*** Begin section ***

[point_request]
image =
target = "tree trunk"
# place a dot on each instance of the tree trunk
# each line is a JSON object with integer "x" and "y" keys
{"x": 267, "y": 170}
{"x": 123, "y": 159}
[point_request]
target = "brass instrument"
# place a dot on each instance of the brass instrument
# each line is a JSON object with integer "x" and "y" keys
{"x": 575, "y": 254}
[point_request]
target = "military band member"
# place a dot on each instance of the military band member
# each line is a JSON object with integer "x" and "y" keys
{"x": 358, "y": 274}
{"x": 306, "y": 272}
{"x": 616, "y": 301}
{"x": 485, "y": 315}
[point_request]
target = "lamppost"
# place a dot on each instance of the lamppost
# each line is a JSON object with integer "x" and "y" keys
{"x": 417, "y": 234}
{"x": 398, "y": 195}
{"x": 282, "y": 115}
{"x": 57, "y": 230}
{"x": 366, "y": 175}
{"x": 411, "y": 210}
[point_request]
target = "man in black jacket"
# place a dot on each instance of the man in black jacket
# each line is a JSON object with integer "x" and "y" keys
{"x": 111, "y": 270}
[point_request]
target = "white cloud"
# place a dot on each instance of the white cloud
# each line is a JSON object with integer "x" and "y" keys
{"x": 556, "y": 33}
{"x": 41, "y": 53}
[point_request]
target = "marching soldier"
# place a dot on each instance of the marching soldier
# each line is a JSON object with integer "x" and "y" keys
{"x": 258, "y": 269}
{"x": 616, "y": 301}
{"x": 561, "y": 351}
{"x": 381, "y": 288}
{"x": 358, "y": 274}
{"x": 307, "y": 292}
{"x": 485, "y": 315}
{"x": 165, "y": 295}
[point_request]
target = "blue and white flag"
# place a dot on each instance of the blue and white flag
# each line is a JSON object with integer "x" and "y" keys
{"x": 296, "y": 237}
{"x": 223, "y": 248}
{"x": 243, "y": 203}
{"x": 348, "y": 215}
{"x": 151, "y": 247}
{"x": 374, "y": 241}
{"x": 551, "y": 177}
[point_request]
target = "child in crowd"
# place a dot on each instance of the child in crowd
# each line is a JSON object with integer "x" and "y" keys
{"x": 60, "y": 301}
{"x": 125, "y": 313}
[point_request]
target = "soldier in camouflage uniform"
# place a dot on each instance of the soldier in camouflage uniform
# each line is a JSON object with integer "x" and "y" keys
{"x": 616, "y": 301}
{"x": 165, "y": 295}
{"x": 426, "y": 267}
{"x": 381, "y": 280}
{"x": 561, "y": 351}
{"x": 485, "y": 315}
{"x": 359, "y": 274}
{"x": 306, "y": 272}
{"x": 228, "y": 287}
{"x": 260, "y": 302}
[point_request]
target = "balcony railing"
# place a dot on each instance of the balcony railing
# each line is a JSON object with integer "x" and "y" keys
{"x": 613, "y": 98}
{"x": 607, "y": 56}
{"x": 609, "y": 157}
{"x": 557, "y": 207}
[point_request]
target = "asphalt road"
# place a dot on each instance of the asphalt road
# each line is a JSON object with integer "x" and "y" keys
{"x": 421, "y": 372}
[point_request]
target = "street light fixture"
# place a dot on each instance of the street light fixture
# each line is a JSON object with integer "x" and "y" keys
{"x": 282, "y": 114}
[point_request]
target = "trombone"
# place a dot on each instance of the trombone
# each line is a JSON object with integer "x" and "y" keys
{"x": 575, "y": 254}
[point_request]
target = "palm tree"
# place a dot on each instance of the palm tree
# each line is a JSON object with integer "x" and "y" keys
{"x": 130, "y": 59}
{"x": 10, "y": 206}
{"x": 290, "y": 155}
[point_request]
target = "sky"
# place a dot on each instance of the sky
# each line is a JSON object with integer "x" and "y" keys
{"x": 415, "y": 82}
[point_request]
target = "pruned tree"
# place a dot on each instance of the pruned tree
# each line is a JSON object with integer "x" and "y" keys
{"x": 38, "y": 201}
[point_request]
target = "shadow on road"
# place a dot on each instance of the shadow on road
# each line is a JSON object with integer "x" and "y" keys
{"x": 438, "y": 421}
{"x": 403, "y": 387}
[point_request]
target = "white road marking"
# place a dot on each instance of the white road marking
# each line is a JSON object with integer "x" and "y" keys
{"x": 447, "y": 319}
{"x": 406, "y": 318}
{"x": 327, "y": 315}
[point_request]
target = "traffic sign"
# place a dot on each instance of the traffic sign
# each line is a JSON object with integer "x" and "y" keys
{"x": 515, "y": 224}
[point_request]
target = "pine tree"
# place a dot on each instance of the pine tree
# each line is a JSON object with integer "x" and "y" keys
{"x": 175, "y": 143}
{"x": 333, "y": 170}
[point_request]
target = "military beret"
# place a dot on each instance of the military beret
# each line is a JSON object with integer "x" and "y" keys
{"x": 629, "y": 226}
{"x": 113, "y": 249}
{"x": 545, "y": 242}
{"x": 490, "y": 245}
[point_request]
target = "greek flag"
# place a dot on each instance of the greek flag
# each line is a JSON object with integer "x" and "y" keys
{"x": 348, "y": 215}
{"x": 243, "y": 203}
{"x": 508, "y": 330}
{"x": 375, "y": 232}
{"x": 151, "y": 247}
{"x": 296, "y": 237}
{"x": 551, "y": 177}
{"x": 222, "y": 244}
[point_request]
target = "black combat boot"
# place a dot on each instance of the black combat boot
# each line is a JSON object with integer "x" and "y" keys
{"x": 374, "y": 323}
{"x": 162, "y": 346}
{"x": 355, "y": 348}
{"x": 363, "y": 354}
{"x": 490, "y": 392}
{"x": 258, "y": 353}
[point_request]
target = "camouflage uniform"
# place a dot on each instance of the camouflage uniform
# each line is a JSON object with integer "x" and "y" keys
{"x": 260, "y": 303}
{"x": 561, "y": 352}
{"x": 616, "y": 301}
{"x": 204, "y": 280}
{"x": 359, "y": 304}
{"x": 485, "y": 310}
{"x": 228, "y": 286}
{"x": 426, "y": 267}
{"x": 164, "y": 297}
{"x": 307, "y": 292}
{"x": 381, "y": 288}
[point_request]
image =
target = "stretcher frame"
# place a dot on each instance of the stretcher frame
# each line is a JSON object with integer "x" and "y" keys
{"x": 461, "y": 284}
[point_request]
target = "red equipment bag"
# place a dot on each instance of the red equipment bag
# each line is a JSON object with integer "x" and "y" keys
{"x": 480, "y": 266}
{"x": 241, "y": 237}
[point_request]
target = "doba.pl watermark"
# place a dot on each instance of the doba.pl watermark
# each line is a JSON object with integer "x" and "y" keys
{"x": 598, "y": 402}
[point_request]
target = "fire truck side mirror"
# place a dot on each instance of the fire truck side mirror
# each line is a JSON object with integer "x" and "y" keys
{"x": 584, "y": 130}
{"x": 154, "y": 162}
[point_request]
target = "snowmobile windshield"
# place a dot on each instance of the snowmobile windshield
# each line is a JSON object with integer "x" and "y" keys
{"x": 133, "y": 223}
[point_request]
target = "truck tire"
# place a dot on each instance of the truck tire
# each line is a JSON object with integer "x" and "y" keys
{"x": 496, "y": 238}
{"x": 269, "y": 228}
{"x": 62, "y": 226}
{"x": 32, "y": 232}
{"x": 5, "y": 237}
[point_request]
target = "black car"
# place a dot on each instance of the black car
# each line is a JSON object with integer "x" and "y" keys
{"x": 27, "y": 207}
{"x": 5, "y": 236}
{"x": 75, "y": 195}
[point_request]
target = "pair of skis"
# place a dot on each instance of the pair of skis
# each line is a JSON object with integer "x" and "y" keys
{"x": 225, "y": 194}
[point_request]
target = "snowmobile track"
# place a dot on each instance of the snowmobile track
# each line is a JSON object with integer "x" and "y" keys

*** End section ***

> TASK DIRECTIONS: Each record above should be set down again in its exact wording.

> RESPONSE BELOW:
[point_request]
image =
target = "tree trunk"
# place a dot on each instance of the tree trunk
# each line is a JSON object with integer "x" and "y" keys
{"x": 267, "y": 170}
{"x": 123, "y": 159}
[point_request]
target = "brass instrument"
# place a dot on each instance of the brass instrument
# each line is a JSON object with integer "x" and "y" keys
{"x": 575, "y": 254}
[point_request]
target = "military band member"
# place a dot on each instance of the military band member
# each line is a JSON object with integer "x" and "y" keys
{"x": 358, "y": 274}
{"x": 306, "y": 272}
{"x": 616, "y": 301}
{"x": 485, "y": 315}
[point_request]
target = "lamppost"
# place a dot on each instance of the lamppost
# each line is a JSON object with integer "x" and "y" keys
{"x": 417, "y": 234}
{"x": 398, "y": 195}
{"x": 282, "y": 115}
{"x": 57, "y": 230}
{"x": 366, "y": 175}
{"x": 411, "y": 210}
[point_request]
target = "man in black jacket"
# place a dot on each instance of the man in black jacket
# each line is a JSON object with integer "x" and "y" keys
{"x": 111, "y": 270}
[point_request]
target = "white cloud"
# place a dot on each instance of the white cloud
# each line is a JSON object with integer "x" and "y" keys
{"x": 556, "y": 33}
{"x": 41, "y": 53}
[point_request]
target = "marching soldier"
# place a dot on each instance of the marching soldier
# each line is a JSON object with integer "x" and "y" keys
{"x": 258, "y": 269}
{"x": 616, "y": 301}
{"x": 561, "y": 351}
{"x": 381, "y": 288}
{"x": 358, "y": 274}
{"x": 307, "y": 292}
{"x": 485, "y": 315}
{"x": 165, "y": 295}
[point_request]
target = "blue and white flag"
# place a dot on each instance of the blue and white flag
# each line is a JSON object with integer "x" and "y" keys
{"x": 296, "y": 237}
{"x": 223, "y": 248}
{"x": 243, "y": 203}
{"x": 348, "y": 215}
{"x": 151, "y": 247}
{"x": 374, "y": 241}
{"x": 551, "y": 177}
[point_request]
target = "child in crowd"
# place a dot on each instance of the child in crowd
# each line is a JSON object with integer "x" and "y" keys
{"x": 60, "y": 301}
{"x": 125, "y": 313}
[point_request]
target = "soldier in camouflage uniform"
# place a dot on each instance of the soldier in camouflage uniform
# each line is a JSON object with integer "x" and "y" keys
{"x": 616, "y": 301}
{"x": 165, "y": 295}
{"x": 426, "y": 267}
{"x": 381, "y": 280}
{"x": 561, "y": 351}
{"x": 485, "y": 315}
{"x": 359, "y": 274}
{"x": 306, "y": 272}
{"x": 228, "y": 287}
{"x": 260, "y": 302}
[point_request]
target = "balcony railing"
# place a dot on each instance of the balcony railing
# each line is a JSON object with integer "x" and "y" keys
{"x": 613, "y": 98}
{"x": 607, "y": 56}
{"x": 609, "y": 157}
{"x": 557, "y": 207}
[point_request]
target = "asphalt road"
# place a dot on each instance of the asphalt road
# each line is a JSON object with integer "x" and "y" keys
{"x": 421, "y": 372}
[point_request]
target = "street light fixture"
# place a dot on each instance of the street light fixture
# each line is a JSON object with integer "x" and "y" keys
{"x": 282, "y": 114}
[point_request]
target = "trombone"
# place a dot on each instance of the trombone
# each line is a JSON object with integer "x" and "y" keys
{"x": 575, "y": 254}
[point_request]
target = "palm tree"
# place a dot on each instance of the palm tree
# each line is a JSON object with integer "x" and "y" keys
{"x": 130, "y": 59}
{"x": 10, "y": 206}
{"x": 290, "y": 155}
[point_request]
target = "sky"
# place a dot on each instance of the sky
# each line is a JSON object with integer "x" and "y" keys
{"x": 415, "y": 82}
[point_request]
target = "pruned tree"
# place a dot on each instance of the pruned tree
# each line is a JSON object with integer "x" and "y" keys
{"x": 38, "y": 201}
[point_request]
target = "shadow on road"
# place a dot on each instance of the shadow on road
# each line is a JSON object with integer "x" and "y" keys
{"x": 438, "y": 421}
{"x": 403, "y": 387}
[point_request]
target = "white road marking"
# place a dot on each instance of the white road marking
# each line is a JSON object with integer "x" and "y" keys
{"x": 447, "y": 319}
{"x": 406, "y": 318}
{"x": 327, "y": 315}
[point_request]
target = "traffic sign"
# place a dot on each instance of the traffic sign
# each line is a JSON object with integer "x" and "y" keys
{"x": 515, "y": 224}
[point_request]
target = "pine tree"
# place a dot on each instance of the pine tree
# each line is a JSON object with integer "x" and "y" keys
{"x": 175, "y": 143}
{"x": 333, "y": 170}
[point_request]
target = "military beret"
# place a dot on each instance of the military beret
# each line is a JSON object with integer "x" and "y" keys
{"x": 629, "y": 226}
{"x": 113, "y": 249}
{"x": 545, "y": 242}
{"x": 490, "y": 245}
[point_request]
target = "greek flag"
# place a dot on each instance of the greek flag
# each line is a JSON object with integer "x" and "y" keys
{"x": 348, "y": 215}
{"x": 243, "y": 203}
{"x": 508, "y": 330}
{"x": 375, "y": 232}
{"x": 151, "y": 247}
{"x": 296, "y": 237}
{"x": 551, "y": 177}
{"x": 222, "y": 244}
[point_request]
target = "black combat boot"
# place a dot on each instance of the black combat boot
# each line is a JSON object with integer "x" and "y" keys
{"x": 374, "y": 323}
{"x": 162, "y": 346}
{"x": 355, "y": 348}
{"x": 363, "y": 354}
{"x": 490, "y": 392}
{"x": 258, "y": 353}
[point_request]
target = "camouflage uniform"
# place a dot on each instance of the camouflage uniform
# each line is a JSON object with integer "x" and "y" keys
{"x": 260, "y": 303}
{"x": 561, "y": 352}
{"x": 616, "y": 301}
{"x": 204, "y": 280}
{"x": 359, "y": 304}
{"x": 485, "y": 310}
{"x": 228, "y": 286}
{"x": 426, "y": 267}
{"x": 164, "y": 297}
{"x": 307, "y": 292}
{"x": 381, "y": 288}
[point_request]
image =
target = "stretcher frame"
# place a dot on each instance of the stretcher frame
# each line is a JSON object with integer "x" and "y" keys
{"x": 461, "y": 284}
[point_request]
target = "red equipment bag"
# place a dot on each instance of the red equipment bag
# each line is a JSON object with integer "x" and "y" keys
{"x": 480, "y": 266}
{"x": 241, "y": 237}
[point_request]
target = "doba.pl watermark"
# place a dot on each instance of the doba.pl watermark
# each line is a JSON object with integer "x" and "y" keys
{"x": 598, "y": 402}
[point_request]
target = "fire truck side mirror"
# place a dot on each instance of the fire truck side mirror
# each line is a JSON object with integer "x" and "y" keys
{"x": 584, "y": 130}
{"x": 154, "y": 162}
[point_request]
target = "snowmobile windshield"
# place a dot on each instance of the snowmobile windshield
# each line is a JSON object with integer "x" and "y" keys
{"x": 133, "y": 223}
[point_request]
target = "truck tire"
# place a dot on each instance of the truck tire
# each line is a JSON object with integer "x" and "y" keys
{"x": 496, "y": 238}
{"x": 269, "y": 228}
{"x": 62, "y": 226}
{"x": 32, "y": 232}
{"x": 5, "y": 237}
[point_request]
target = "black car"
# place a dot on each instance of the black car
# each line is a JSON object with integer "x" and "y" keys
{"x": 27, "y": 207}
{"x": 5, "y": 236}
{"x": 75, "y": 195}
[point_request]
target = "pair of skis"
# place a dot on each instance of the pair of skis
# each line is a JSON object with integer "x" and "y" keys
{"x": 225, "y": 194}
[point_request]
target = "snowmobile track"
# place a dot on each instance of the snowmobile track
# each line is a JSON object with integer "x" and "y" keys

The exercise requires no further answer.